** ФРАГМЕНТ СТРАНИЦЫ **
--------

Добавить в цитаты Настройки чтения

Страница 9 из 16



В «Токийской повести» есть несколько женских образов, которые несут важную смысловую нагрузку – ведь согласно японской традиции, женщина – хранительница семейного очага, её роль в семейных отношениях очень важна. Взаимоотношения пожилых Томи и Сюкиси, матери и отца семейства, по мысли режиссёра, – образец традиционной японской семьи. Это одно целое, основанное на таком искреннем уважении друг к другу, что оно кажется больше, чем любовь. В одной из сцен, когда герои смотрят на панораму Токио, жена с грустью реагирует на величину города: «Если мы вдруг потеряемся, мы никогда не сможем найти друг друга…» В большом городе старикам неуютно – режиссёр подчёркивает это через зажатое пространство квартиры детей, ассиметричное, увиденное с нижнего ракурса пространство прогулки бабушки и внука, вообще отсутствие какого-либо пространства во время экскурсии по Токио, – лишь невнятные виды из автобусного окна. Но сами герои всячески скрывают своё одиночество – они невероятно терпеливы и уважительны к детям, благодарны им. Зато как светится лицо Томи счастьем, когда она смотрит на мужа, как любовно согревает его своей улыбкой…

Иной, противоположный образ старшей дочери Сигэ: энергичная, немного капризная, нетерпеливая. Теперь, в городе, она хозяйка салона-парикмахерской и чувствует себя вполне эмансипированной. Это ей принадлежит идея послать родителей на курорт – точнее, красиво избавиться от их присутствия. Увидев пьяного отца, дочь не скрывает ненависти к нему, впадает в истерику. Очевидно, городская жизнь испортила Сигэ, сделав своевольной, раздражительной. Можно ли представить её хранительницей семейного очага?..

--------

** ИСХОДНЫЙ МАТЕРИАЛ **
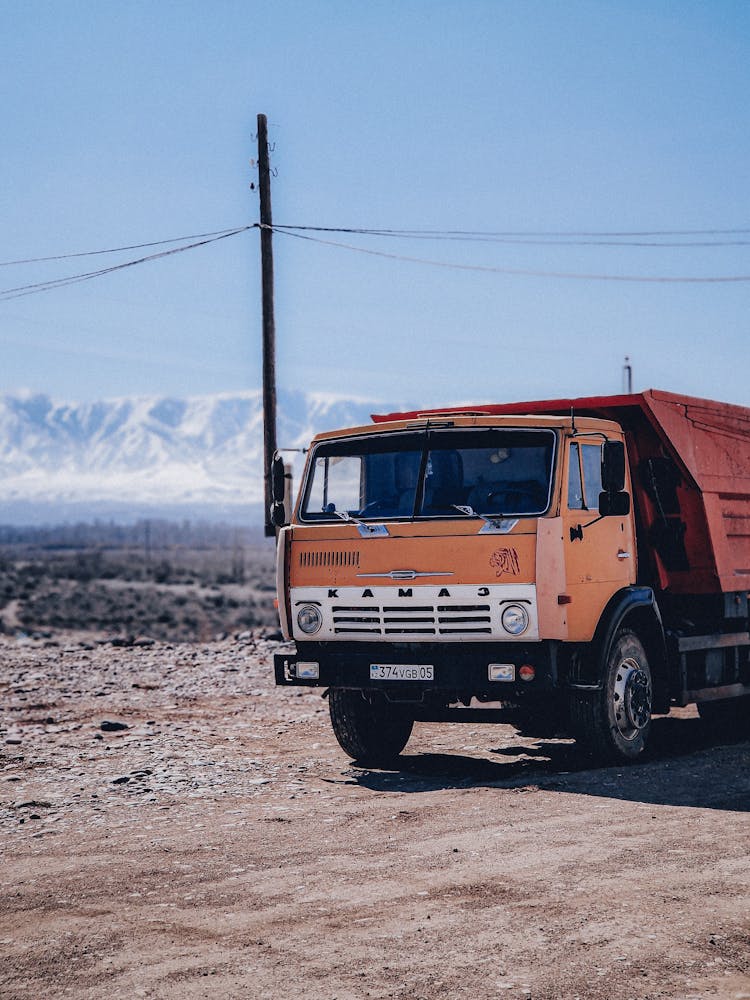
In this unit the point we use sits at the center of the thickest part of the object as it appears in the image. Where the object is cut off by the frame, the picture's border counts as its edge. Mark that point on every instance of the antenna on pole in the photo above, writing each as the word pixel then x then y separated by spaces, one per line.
pixel 269 326
pixel 627 376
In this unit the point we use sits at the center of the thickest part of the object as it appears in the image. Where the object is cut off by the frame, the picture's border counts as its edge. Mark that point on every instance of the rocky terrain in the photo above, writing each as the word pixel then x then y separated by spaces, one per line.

--------

** ЗАДАНИЕ **
Выпишите дословно часть фрагмента страницы о «Токийской повести». Начните со слов «Иной, противоположный образ» и остановитесь после слов «хранительницей семейного очага?..». Материал здесь не понадобится.

** ПОЛЕ ОТВЕТА **
Иной, противоположный образ старшей дочери Сигэ: энергичная, немного капризная, нетерпеливая. Теперь, в городе, она хозяйка салона-парикмахерской и чувствует себя вполне эмансипированной. Это ей принадлежит идея послать родителей на курорт – точнее, красиво избавиться от их присутствия. Увидев пьяного отца, дочь не скрывает ненависти к нему, впадает в истерику. Очевидно, городская жизнь испортила Сигэ, сделав своевольной, раздражительной. Можно ли представить её хранительницей семейного очага?..